→ GIVEN TASK A:
Write out everything in the BESS scheduler page from "The Source module" down to "avoid interrupt overhead.".
→ GIVEN TASK B:
How many lines of the rows contain the string "head", matching case exactly? Reply with the number alone.

** BEGIN PROVIDED PASSAGE **

-
Couldn't load subscription status.
- Fork 23
The BESS Scheduler
Let's take a look at simple pipeline from a sample script (bess/bessctl/conf/samples/acl.bess):
localhost:10514 $ show pipeline
+---------+ +----------+ +-----+ +-------+
| source0 | :0 200285248 0: | rewrite0 | :0 200257248 0: | fw | :0 100117232 0: | sink0 |
| Source | -----------------> | Rewrite | -----------------> | ACL | -----------------> | Sink |
+---------+ +----------+ +-----+ +-------+
The modules classes above can be divided into two categories, based on their behavior:
- The
Rewrite,ACLandSinkclasses are only called by their left neighbor when there are packets to process. - The
Sourcemodule class is called periodically and generates packets on its own.
The Source module class behaves differently because its instances create a task.
The QueueInc class behaves a lot like Source: it registers a task that periodically gets called to read packets from a Port rxq. Remember: BESS ports operate in polling mode, to avoid interrupt overhead.
The PortInc module is very similar to the QueueInc module, except that it may register more tasks (one per each rxq of the Port).
A module class is not forced to choose between receiving packets and generating them: there are classes that mix the two behaviors. Let's take a look at another pipeline (bess/bessctl/conf/samples/queue.bess):
localhost:10514 $ show pipeline
+--------+ +----------+ +-----------+ +-------------------+ +-------+
| src | | rewrite0 | | queue | | vlan_push0 | | sink0 |
| Source | :0 26043968 0: | Rewrite | :0 26040608 0: | Queue | :0 2897536 0: | VLANPush | :0 2898400 0: | Sink |
| | ----------------> | | ----------------> | 1023/1024 | ---------------> | PCP=0 DEI=0 VID=2 | ---------------> | |
+--------+ +----------+ +-----------+ +-------------------+ +-------+
The queue module above (instance of Queue, very different from QueueInc!), receives packets generated from a task registered by src, but also registers its own task. It doesn't immediately forwards the packets received, but it stores them in a ring buffer. The task created by queue will later read packets from the ring buffer and forwards them to its right neighbor.
There are two different tasks in the pipeline. How often does the src task get called? How often does the queue task get called?
BESS implements a fully hierarchical task scheduler that supports different policies. The job of the scheduler is to decide which task needs to be executed next. The tasks in the scheduler are organized in a tree-like data structure, where the leaf nodes are the tasks itself, and the other nodes represents particular policies.
When the user or the author of the BESS script doesn't configure the scheduler, the execution of all the tasks is interleaved in a round robin fashion. The scheduler tree can be examined using the show tc command:
localhost:10514 $ show tc
<worker 0>
+-- !default_rr_0 round_robin
+-- !leaf_src:0 leaf
+-- !leaf_queue:0 leaf
The above command shows that we have only one thread (worker 0) with a very simple tree: there's a root node (called !default_rr_0) with type round_robin and two children (!leaf_src:0) and (!leaf_queue:0), which are the two tasks registered by the src and queue modules. In this case the scheduler behavior is very simple: it will simply alternate the execution of src and queue over and over.

** END PROVIDED PASSAGE **
** BEGIN WORKING DATA **

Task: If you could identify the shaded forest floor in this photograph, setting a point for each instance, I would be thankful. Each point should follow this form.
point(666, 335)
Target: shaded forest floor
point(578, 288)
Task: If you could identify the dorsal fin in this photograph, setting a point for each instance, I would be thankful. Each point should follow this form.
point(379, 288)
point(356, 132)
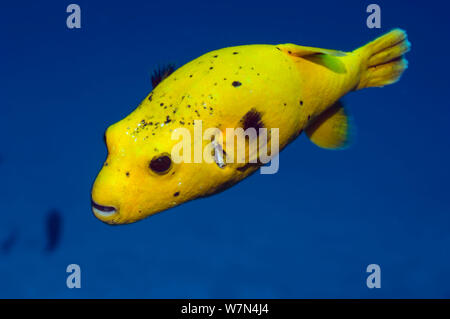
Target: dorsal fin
point(301, 51)
point(161, 73)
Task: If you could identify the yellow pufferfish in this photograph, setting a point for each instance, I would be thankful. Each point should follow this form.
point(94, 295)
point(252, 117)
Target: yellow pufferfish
point(287, 86)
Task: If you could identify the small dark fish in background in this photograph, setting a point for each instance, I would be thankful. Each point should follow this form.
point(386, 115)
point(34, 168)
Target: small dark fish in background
point(9, 242)
point(53, 225)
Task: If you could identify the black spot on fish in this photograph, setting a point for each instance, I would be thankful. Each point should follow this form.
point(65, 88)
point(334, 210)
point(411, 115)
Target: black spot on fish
point(161, 73)
point(252, 119)
point(247, 166)
point(53, 230)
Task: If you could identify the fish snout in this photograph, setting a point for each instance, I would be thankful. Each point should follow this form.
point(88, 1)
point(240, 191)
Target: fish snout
point(104, 213)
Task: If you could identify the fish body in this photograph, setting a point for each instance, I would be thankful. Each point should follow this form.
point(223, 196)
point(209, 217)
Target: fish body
point(289, 87)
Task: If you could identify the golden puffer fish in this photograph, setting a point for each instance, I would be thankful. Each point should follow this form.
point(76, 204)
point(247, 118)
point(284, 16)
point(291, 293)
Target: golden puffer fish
point(290, 87)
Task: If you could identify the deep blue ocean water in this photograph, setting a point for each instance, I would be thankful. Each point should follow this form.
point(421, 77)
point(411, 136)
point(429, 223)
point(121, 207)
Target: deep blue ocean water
point(308, 231)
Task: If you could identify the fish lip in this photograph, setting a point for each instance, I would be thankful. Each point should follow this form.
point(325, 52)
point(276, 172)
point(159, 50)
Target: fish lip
point(104, 211)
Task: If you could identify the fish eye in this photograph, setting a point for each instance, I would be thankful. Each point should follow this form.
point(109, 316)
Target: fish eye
point(161, 164)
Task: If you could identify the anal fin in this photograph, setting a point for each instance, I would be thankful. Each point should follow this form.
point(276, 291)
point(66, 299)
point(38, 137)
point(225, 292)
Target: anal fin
point(333, 129)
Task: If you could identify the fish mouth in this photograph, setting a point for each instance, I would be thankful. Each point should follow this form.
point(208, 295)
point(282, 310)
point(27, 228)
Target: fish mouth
point(104, 211)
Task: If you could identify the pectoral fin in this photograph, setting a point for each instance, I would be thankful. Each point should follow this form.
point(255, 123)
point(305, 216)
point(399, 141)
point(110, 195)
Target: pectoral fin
point(333, 129)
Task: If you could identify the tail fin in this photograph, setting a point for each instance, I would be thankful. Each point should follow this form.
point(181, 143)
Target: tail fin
point(383, 62)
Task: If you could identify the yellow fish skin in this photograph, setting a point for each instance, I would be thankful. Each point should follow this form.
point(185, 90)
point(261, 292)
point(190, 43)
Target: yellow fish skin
point(290, 87)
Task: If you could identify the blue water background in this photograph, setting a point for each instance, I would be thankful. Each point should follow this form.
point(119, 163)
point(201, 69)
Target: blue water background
point(308, 231)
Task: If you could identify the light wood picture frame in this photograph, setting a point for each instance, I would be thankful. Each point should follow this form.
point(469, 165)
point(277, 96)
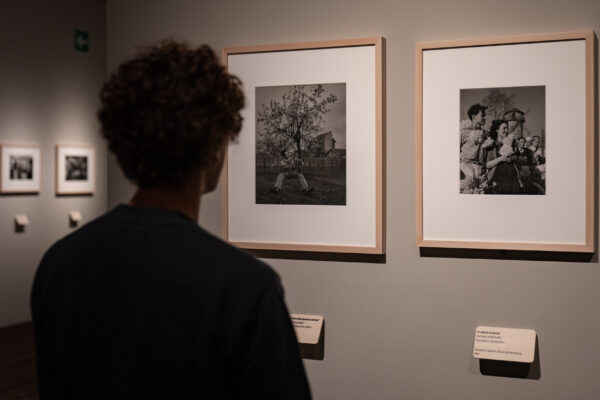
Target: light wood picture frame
point(493, 96)
point(20, 168)
point(322, 190)
point(75, 169)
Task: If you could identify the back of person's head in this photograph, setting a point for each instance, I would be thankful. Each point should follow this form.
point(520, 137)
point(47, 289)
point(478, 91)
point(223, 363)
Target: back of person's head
point(168, 111)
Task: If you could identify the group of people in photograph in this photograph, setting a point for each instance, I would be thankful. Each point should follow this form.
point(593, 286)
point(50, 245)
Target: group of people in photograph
point(501, 160)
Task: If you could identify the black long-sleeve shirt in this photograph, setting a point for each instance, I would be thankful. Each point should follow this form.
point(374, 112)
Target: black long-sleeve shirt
point(144, 304)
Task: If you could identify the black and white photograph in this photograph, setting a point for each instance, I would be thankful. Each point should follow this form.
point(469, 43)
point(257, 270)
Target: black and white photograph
point(503, 140)
point(301, 144)
point(21, 167)
point(76, 168)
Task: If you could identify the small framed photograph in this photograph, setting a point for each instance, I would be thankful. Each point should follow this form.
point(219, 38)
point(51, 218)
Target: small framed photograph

** END WORKING DATA **

→ EXERCISE RESPONSE A:
The Source module class behaves differently because its instances create a task.
The QueueInc class behaves a lot like Source: it registers a task that periodically gets called to read packets from a Port rxq. Remember: BESS ports operate in polling mode, to avoid interrupt overhead.

→ EXERCISE RESPONSE B:
2